REQUIRED TASK 1 - In the records below, replace "sample" with "reference" wherever it occurs, and write the lines out again with nothing else altered.

SOURCE -
* Start *
13. Notice.  For the purposes of this Agreement, notices, demands and all other communications provided for in this Agreement shall be in writing and shall be deemed to have been duly given when delivered either personally or by overnight, certified or registered mail, return receipt requested, postage prepaid, addressed, in the case of Executive, to the last address on file with the Employer and if to the Employer, to its executive offices or to such other address as any party may have furnished to the other in writing in accordance herewith, except that notices of change of address shall be effective only upon receipt.
 
14. Governing Law.  This Agreement is governed by, and is to be construed and enforced in accordance with, the laws of the State of New York without regard to principles of conflicts of laws.  If, under such law, any portion of this Agreement is at any time deemed to be in conflict with any applicable statute, rule, regulation or ordinance, such portion shall be deemed to be modified or altered to conform thereto or, if that is not possible, to be omitted from this Agreement, and the invalidity of any such portion shall not affect the force, effect and validity of the remaining portion hereof.
* End *
SUPPLIED RECORDS -
* Start *
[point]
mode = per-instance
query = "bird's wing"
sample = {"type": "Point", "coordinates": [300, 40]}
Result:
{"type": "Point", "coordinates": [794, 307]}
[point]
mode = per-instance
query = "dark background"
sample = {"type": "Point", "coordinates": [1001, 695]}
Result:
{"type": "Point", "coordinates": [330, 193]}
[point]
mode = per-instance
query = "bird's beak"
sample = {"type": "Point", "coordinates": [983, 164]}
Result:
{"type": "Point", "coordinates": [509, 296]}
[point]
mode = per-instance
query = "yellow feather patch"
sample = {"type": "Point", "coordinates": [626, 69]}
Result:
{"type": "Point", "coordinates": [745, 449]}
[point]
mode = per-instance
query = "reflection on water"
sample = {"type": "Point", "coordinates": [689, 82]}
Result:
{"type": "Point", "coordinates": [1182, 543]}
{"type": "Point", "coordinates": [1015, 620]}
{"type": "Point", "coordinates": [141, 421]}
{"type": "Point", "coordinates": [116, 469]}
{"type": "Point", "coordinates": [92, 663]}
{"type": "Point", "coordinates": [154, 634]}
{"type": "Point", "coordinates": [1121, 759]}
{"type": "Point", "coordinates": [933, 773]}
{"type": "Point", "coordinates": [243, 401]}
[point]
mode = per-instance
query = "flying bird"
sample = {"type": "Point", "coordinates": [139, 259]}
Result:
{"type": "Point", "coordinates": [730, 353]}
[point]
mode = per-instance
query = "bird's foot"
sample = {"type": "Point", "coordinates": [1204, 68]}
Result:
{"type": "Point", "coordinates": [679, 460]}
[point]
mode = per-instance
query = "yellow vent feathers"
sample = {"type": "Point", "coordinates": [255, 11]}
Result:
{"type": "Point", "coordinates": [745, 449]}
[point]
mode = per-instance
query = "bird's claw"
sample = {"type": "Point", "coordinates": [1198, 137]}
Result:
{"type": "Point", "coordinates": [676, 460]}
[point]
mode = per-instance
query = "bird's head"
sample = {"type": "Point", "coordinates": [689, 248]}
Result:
* End *
REQUIRED TASK 2 - Reproduce the agreement text above word for word, starting at "14. Governing Law.  This Agreement" and ending at "remaining portion hereof.".

COMPLETE RESPONSE 1 -
[point]
mode = per-instance
query = "bird's wing"
reference = {"type": "Point", "coordinates": [300, 40]}
Result:
{"type": "Point", "coordinates": [794, 307]}
[point]
mode = per-instance
query = "dark background"
reference = {"type": "Point", "coordinates": [1001, 695]}
Result:
{"type": "Point", "coordinates": [330, 193]}
[point]
mode = per-instance
query = "bird's beak"
reference = {"type": "Point", "coordinates": [983, 164]}
Result:
{"type": "Point", "coordinates": [509, 296]}
[point]
mode = per-instance
query = "yellow feather patch"
reference = {"type": "Point", "coordinates": [626, 69]}
Result:
{"type": "Point", "coordinates": [745, 449]}
[point]
mode = per-instance
query = "reflection on water"
reference = {"type": "Point", "coordinates": [689, 82]}
Result:
{"type": "Point", "coordinates": [1182, 543]}
{"type": "Point", "coordinates": [1015, 620]}
{"type": "Point", "coordinates": [141, 421]}
{"type": "Point", "coordinates": [116, 469]}
{"type": "Point", "coordinates": [92, 663]}
{"type": "Point", "coordinates": [154, 634]}
{"type": "Point", "coordinates": [1121, 759]}
{"type": "Point", "coordinates": [933, 773]}
{"type": "Point", "coordinates": [243, 401]}
[point]
mode = per-instance
query = "flying bird"
reference = {"type": "Point", "coordinates": [139, 259]}
Result:
{"type": "Point", "coordinates": [730, 353]}
[point]
mode = per-instance
query = "bird's foot"
reference = {"type": "Point", "coordinates": [1204, 68]}
Result:
{"type": "Point", "coordinates": [679, 460]}
[point]
mode = per-instance
query = "yellow vent feathers"
reference = {"type": "Point", "coordinates": [255, 11]}
Result:
{"type": "Point", "coordinates": [745, 449]}
[point]
mode = per-instance
query = "bird's claw"
reference = {"type": "Point", "coordinates": [1198, 137]}
Result:
{"type": "Point", "coordinates": [676, 460]}
[point]
mode = per-instance
query = "bird's head"
reference = {"type": "Point", "coordinates": [689, 248]}
Result:

COMPLETE RESPONSE 2 -
14. Governing Law.  This Agreement is governed by, and is to be construed and enforced in accordance with, the laws of the State of New York without regard to principles of conflicts of laws.  If, under such law, any portion of this Agreement is at any time deemed to be in conflict with any applicable statute, rule, regulation or ordinance, such portion shall be deemed to be modified or altered to conform thereto or, if that is not possible, to be omitted from this Agreement, and the invalidity of any such portion shall not affect the force, effect and validity of the remaining portion hereof.